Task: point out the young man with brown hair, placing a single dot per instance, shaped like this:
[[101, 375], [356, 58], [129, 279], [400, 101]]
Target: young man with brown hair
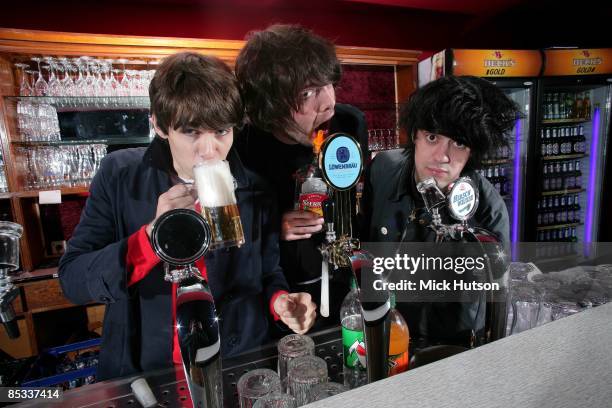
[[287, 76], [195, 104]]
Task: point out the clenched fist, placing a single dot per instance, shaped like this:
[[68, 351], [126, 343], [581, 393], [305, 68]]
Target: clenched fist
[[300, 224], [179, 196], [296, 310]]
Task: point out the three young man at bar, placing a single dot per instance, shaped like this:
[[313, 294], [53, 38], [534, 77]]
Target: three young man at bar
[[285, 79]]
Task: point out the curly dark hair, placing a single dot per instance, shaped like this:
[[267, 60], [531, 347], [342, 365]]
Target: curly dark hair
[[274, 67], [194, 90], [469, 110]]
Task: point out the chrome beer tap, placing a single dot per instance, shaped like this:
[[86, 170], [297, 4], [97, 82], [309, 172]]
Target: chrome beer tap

::::

Please copy the records starting at the line with "Task: point out the clenched" and ending at the line with "[[285, 79]]", swapping "clenched fist" for "closed fist" and leaving everything else as it is.

Task: point out the closed fist, placing a single dot per instance, shaped like this:
[[68, 351], [126, 343], [581, 393], [305, 68]]
Target: closed fist
[[300, 224], [179, 196], [296, 310]]
Task: point out the three young man at bar, placing a single dot per instance, shaped like this:
[[313, 294], [53, 38], [534, 77]]
Target: three young man at bar
[[285, 79]]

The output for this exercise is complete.